**** Records shown ****

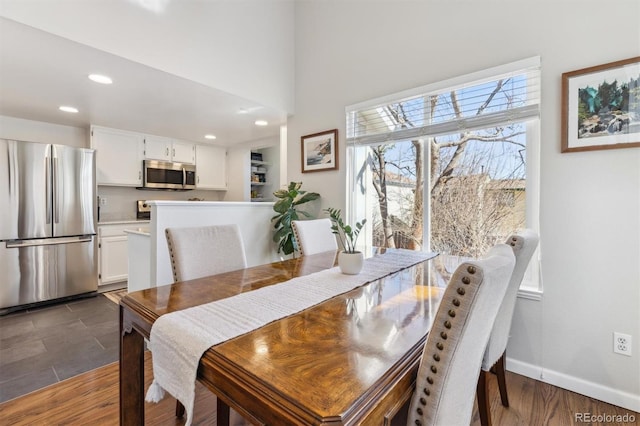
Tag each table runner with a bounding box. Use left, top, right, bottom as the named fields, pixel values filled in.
left=146, top=249, right=436, bottom=426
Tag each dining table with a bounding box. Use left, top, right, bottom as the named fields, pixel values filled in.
left=120, top=249, right=448, bottom=425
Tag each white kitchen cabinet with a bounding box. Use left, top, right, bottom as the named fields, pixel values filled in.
left=98, top=224, right=133, bottom=285
left=144, top=135, right=195, bottom=164
left=196, top=145, right=227, bottom=190
left=171, top=140, right=196, bottom=164
left=91, top=126, right=144, bottom=186
left=144, top=135, right=172, bottom=161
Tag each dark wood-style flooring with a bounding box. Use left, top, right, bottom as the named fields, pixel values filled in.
left=0, top=296, right=640, bottom=426
left=0, top=294, right=120, bottom=402
left=0, top=352, right=640, bottom=426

****

Switch each "Tag each" in the lines above to "Mark every" and write out all of the lines again with nothing else changed. Leave the pictures out.

Answer to the problem>
Mark every table runner with a bounding box. Use left, top, right, bottom as the named fields, pixel values filled in.
left=146, top=249, right=436, bottom=426
Mark every dining table with a bounding box. Use left, top, right, bottom as the named fields, pixel values filled in.
left=120, top=249, right=448, bottom=425
Mark every white kitchen cabinet with a bounding box. Use left, top, right, bottom as the named fields, pixel values filled in.
left=98, top=224, right=133, bottom=285
left=144, top=135, right=195, bottom=164
left=196, top=145, right=227, bottom=190
left=171, top=140, right=196, bottom=164
left=91, top=126, right=144, bottom=186
left=144, top=135, right=172, bottom=161
Mark every dark wood-style flooring with a bounding box. Use left, top, right, bottom as the named fields, pixel values filled in.
left=0, top=296, right=640, bottom=426
left=0, top=294, right=120, bottom=402
left=0, top=352, right=640, bottom=426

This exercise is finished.